# Records start

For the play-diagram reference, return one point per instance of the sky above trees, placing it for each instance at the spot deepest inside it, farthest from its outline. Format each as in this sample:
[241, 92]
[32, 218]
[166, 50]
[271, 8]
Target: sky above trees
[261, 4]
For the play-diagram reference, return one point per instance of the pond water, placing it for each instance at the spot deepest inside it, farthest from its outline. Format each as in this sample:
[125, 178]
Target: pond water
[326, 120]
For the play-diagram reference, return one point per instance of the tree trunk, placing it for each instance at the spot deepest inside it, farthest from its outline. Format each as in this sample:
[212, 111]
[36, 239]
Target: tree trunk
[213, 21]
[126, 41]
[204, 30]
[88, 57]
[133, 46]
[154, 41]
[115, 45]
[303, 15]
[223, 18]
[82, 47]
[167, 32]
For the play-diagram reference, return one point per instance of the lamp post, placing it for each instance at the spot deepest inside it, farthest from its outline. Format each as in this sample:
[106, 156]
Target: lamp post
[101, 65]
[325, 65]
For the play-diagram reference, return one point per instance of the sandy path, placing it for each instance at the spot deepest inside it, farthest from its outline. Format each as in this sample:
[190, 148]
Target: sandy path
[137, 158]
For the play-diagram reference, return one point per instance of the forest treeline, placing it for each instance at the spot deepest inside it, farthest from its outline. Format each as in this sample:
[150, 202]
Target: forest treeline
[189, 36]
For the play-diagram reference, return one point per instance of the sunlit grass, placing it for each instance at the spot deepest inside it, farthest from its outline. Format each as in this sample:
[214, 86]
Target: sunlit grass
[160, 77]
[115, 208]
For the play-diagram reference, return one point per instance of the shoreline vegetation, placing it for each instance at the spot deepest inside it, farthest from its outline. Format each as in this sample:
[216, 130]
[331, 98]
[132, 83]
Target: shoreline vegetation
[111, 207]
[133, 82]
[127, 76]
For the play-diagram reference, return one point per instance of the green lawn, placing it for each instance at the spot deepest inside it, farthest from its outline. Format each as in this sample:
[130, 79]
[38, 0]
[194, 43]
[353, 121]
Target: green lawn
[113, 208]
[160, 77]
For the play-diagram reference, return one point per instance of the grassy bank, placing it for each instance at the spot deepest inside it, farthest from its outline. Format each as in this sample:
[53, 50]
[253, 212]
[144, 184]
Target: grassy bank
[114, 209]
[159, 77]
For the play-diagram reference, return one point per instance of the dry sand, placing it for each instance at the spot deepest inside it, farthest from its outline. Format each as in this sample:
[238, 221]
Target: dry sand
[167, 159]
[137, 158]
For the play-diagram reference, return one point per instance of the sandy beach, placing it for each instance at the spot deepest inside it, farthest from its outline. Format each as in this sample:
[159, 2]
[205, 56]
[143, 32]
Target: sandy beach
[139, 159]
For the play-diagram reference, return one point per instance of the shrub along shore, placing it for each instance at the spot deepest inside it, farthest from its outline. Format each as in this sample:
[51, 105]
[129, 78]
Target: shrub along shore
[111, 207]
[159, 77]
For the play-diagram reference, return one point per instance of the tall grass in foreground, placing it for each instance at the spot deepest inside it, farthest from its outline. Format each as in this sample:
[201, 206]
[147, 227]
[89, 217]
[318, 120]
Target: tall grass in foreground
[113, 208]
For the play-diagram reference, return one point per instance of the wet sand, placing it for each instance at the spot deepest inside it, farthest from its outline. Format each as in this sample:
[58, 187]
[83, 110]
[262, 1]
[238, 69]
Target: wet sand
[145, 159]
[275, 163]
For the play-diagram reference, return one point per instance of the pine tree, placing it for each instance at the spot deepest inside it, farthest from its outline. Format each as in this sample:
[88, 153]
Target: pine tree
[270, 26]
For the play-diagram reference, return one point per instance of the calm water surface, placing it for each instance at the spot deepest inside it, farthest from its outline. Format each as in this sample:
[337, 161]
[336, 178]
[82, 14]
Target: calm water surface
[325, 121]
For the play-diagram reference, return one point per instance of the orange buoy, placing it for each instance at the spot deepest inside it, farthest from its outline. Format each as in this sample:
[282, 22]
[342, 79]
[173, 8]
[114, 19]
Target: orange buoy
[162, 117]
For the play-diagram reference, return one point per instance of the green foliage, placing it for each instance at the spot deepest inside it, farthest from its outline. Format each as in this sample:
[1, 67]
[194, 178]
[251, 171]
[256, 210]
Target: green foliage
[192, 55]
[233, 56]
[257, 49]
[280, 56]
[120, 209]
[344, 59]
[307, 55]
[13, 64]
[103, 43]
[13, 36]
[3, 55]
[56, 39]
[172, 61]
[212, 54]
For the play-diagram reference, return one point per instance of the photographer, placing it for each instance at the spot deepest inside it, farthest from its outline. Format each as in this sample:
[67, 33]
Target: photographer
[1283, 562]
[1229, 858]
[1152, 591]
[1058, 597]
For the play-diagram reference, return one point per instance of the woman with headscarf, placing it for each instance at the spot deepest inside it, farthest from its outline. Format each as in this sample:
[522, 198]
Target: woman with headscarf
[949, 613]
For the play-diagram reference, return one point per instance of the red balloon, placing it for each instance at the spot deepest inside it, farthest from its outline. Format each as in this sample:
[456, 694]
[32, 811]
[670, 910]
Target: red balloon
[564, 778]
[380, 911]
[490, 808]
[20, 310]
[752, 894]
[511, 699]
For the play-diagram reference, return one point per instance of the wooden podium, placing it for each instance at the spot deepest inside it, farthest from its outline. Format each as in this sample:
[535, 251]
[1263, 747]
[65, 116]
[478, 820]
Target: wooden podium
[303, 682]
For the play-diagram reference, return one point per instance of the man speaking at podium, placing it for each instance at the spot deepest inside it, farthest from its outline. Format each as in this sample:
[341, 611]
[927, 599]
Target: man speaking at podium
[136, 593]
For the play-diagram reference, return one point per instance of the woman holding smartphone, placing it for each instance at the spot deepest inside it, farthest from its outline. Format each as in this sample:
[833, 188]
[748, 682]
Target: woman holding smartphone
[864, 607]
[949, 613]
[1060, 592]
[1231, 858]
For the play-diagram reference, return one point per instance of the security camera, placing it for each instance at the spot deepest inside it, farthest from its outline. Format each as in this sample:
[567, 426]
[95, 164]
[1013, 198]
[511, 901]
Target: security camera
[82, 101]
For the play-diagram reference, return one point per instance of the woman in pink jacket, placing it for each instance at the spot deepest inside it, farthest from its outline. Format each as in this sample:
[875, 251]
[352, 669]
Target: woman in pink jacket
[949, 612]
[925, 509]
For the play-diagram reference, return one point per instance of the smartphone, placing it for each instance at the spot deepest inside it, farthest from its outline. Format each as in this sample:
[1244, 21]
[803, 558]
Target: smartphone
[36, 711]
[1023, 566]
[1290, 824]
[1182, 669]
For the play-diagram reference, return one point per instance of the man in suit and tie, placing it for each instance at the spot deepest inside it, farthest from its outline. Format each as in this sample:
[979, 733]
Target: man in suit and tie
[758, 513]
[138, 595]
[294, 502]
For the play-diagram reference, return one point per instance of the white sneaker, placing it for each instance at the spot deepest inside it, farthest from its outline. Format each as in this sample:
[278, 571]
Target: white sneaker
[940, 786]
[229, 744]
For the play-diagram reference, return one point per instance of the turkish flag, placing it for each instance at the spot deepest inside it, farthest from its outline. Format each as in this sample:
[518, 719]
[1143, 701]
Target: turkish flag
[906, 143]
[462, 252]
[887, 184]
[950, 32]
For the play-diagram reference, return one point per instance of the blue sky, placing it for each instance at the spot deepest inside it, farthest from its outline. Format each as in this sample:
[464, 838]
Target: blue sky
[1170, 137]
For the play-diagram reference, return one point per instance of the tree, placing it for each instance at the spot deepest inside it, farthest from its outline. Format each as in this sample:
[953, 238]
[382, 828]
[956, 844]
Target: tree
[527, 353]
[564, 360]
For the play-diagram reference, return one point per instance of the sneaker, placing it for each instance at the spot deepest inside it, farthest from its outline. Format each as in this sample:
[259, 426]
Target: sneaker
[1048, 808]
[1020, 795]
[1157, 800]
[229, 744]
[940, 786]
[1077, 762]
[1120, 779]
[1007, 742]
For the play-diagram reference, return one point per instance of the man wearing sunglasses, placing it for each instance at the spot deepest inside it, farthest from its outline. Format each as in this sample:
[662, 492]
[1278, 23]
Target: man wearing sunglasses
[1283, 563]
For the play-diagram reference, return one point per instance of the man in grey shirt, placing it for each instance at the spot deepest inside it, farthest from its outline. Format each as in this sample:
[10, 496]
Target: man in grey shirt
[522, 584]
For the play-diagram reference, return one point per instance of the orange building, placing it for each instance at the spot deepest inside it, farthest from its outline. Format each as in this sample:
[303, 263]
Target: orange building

# Records end

[Goal of the exercise] Copy out, word for word, the part of the rows above that opens with the line containing "the man wearing" and closes with the line containing "[1283, 563]", both of those lines included.

[Response]
For the play-diagram reference, return one point per instance of the man wearing sunglasses, placing it for each instance at the spot deepest inside it, farthest from its outline. Format each as in this sample:
[662, 492]
[1278, 23]
Target: man wearing sunglasses
[1283, 563]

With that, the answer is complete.